**DIRECTION A**
Please report every line of the records below that contains the word "petal".

**PAGE**
#####
# Big buckling named Goliath



## TexasRanger (Feb 2, 2010)

Last Friday Snicker's had a BIG buckling I named Goliath. According to my parents (I was at work) when my mom went out to feed the deer she looked in the direction of the nursery and saw Snick licking something. Went to the fence and saw a baby the size of a three day old. :shocked: Color/marking guru's what do you think?


----------



## mhoward2 (Jun 30, 2012)

He is beautiful!!!!!!


----------



## liz (Oct 5, 2007)

Awwww....can't say what the pattern would be but he is ADORABLE  

Congrats on such a healthy boy and a healthy delivery! :stars:


----------



## packhillboers (Feb 2, 2011)

He is so cute


----------



## nursehelg (Jul 5, 2012)

He is absolutely handsome!


----------



## toth boer goats (Jul 20, 2008)

aww...


----------



## WhisperingWillowNDG (Jul 20, 2011)

Definitely a Chamoisee with random white  and completely adorable!


----------



## TexasRanger (Feb 2, 2010)

I'm probably going to add him to my wether collection. :greengrin:


----------



## firelight27 (Apr 25, 2009)

I would also first jump to chamoise with white markings...but I would also say he has a fair bit of roaning..you can see the white ticking in his body hairs, his ears are fully roaned out and it looks like the white around his eyes and nose is probably roaning as well. KW Farms is the one who is really good at getting the exact color down.

Her color site: http://nigeriandwarfcolors.weebly.com/index.html

I ADORE his color..never seen one quite like it.


----------



## Shellshocker66 (Mar 19, 2012)

He is soo cute! Love the color!


----------
#####
**RAW RECORDS**
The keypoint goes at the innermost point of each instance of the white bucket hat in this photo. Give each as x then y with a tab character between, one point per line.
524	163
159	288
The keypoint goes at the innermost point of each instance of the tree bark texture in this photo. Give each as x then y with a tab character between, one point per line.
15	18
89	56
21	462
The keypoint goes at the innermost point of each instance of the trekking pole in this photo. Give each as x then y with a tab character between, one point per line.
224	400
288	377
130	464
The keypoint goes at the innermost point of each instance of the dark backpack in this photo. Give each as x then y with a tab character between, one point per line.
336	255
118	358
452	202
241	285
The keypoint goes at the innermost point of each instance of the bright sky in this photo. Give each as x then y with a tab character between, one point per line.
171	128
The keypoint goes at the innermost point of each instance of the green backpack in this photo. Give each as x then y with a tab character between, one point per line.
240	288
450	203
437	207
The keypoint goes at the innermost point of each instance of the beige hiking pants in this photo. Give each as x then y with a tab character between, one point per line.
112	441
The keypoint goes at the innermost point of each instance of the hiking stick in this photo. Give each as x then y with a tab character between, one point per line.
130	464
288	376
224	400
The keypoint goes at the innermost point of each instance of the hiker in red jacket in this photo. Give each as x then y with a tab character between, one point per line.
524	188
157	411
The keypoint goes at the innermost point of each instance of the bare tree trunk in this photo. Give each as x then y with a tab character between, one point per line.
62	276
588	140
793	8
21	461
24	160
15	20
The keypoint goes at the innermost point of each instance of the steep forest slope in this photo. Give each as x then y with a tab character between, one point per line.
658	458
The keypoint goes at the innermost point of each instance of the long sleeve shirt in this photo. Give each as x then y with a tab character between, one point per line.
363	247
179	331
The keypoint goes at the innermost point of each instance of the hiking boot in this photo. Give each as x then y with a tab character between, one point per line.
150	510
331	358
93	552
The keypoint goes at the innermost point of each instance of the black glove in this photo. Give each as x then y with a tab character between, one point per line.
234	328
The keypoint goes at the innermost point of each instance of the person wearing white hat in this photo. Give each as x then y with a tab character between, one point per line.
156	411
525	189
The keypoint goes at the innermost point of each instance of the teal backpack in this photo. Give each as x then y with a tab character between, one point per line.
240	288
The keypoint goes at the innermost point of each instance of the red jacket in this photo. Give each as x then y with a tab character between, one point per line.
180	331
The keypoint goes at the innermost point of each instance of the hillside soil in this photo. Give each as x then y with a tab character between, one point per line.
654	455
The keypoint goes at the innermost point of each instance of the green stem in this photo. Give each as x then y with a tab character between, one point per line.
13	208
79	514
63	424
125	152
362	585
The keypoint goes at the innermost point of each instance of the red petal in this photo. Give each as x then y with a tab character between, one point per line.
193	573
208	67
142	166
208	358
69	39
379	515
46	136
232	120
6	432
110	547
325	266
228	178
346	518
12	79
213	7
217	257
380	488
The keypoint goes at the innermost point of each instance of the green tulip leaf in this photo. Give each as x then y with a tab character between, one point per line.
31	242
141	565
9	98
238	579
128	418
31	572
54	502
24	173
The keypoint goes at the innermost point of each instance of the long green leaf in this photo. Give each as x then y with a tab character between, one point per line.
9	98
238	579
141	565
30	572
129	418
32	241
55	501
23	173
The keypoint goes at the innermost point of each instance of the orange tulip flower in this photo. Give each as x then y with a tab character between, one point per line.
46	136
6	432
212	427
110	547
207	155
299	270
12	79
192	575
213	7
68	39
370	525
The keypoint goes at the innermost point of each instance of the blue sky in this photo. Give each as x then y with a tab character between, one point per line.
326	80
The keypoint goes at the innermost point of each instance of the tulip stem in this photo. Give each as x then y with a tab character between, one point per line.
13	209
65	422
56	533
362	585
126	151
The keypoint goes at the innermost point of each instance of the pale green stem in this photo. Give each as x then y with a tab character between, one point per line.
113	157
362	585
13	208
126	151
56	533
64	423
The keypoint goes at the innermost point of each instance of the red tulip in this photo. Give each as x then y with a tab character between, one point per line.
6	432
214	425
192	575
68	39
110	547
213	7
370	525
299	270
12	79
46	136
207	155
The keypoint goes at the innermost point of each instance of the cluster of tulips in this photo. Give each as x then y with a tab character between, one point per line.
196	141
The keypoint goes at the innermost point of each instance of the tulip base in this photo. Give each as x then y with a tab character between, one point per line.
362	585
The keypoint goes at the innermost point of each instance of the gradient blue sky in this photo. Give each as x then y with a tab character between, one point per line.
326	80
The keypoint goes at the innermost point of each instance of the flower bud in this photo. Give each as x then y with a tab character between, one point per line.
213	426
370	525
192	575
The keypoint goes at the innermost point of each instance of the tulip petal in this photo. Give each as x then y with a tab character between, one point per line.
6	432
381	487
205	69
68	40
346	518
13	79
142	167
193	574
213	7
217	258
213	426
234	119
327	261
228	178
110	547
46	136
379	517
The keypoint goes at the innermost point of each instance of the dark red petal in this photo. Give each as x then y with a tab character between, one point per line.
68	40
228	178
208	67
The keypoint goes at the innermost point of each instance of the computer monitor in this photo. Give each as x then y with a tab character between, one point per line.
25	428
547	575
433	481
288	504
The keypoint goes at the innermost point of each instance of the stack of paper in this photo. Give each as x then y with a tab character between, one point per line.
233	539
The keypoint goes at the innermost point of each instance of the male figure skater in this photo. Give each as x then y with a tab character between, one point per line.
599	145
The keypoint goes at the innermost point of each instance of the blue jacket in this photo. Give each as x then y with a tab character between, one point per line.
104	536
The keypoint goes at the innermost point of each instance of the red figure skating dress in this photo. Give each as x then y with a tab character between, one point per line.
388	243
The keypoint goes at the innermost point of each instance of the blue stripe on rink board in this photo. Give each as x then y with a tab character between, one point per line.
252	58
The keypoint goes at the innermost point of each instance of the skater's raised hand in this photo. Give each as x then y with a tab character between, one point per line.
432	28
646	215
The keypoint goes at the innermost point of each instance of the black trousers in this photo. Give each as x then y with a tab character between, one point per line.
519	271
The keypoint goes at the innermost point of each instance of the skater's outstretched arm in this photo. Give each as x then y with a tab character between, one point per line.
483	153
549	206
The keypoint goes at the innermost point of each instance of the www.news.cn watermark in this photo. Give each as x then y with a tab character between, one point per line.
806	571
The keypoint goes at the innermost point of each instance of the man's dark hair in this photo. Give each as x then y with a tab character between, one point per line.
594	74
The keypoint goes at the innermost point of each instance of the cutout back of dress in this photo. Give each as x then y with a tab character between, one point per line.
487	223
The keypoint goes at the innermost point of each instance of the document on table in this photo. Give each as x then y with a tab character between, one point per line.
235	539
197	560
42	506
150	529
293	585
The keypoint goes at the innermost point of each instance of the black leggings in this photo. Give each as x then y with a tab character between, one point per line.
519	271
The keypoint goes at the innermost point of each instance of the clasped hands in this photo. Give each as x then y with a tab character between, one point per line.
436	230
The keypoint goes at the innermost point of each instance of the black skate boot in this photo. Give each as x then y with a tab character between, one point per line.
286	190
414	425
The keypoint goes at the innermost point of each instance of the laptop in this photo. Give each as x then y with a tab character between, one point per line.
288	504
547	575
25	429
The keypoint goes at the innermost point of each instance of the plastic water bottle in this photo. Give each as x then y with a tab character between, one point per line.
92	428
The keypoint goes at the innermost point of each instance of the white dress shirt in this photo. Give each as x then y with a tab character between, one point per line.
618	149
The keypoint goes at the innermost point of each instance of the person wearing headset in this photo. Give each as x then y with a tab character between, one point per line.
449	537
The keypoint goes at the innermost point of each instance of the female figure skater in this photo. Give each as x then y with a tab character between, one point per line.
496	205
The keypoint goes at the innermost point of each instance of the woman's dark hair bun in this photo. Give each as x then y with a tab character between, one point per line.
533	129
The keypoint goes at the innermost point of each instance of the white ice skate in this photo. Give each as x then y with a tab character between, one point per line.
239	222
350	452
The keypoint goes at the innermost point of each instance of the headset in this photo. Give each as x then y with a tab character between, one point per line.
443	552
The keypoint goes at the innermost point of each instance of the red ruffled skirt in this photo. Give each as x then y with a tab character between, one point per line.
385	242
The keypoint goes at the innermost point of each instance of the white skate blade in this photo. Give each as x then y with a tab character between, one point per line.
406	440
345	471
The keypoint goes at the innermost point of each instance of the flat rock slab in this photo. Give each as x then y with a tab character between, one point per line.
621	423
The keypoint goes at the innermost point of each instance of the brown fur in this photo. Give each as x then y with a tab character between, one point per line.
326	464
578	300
#####
**DIRECTION B**
Copy text from the buckling thread above, starting at "I would also first" and stopping after "quite like it.".

**EXERCISE RESPONSE A**
The keypoint goes at the innermost point of each instance of the red petal in this photo. Give each as x then y with a tab character between, one point per line.
The keypoint goes at the innermost point of each instance of the tulip petal in this photo. Give each as x then y with a tab character between, one point per line.
The keypoint goes at the innermost point of each instance of the dark red petal in this photo. Give each as x then y with a tab character between, one point per line.

**EXERCISE RESPONSE B**
I would also first jump to chamoise with white markings...but I would also say he has a fair bit of roaning..you can see the white ticking in his body hairs, his ears are fully roaned out and it looks like the white around his eyes and nose is probably roaning as well. KW Farms is the one who is really good at getting the exact color down.

Her color site: http://nigeriandwarfcolors.weebly.com/index.html

I ADORE his color..never seen one quite like it.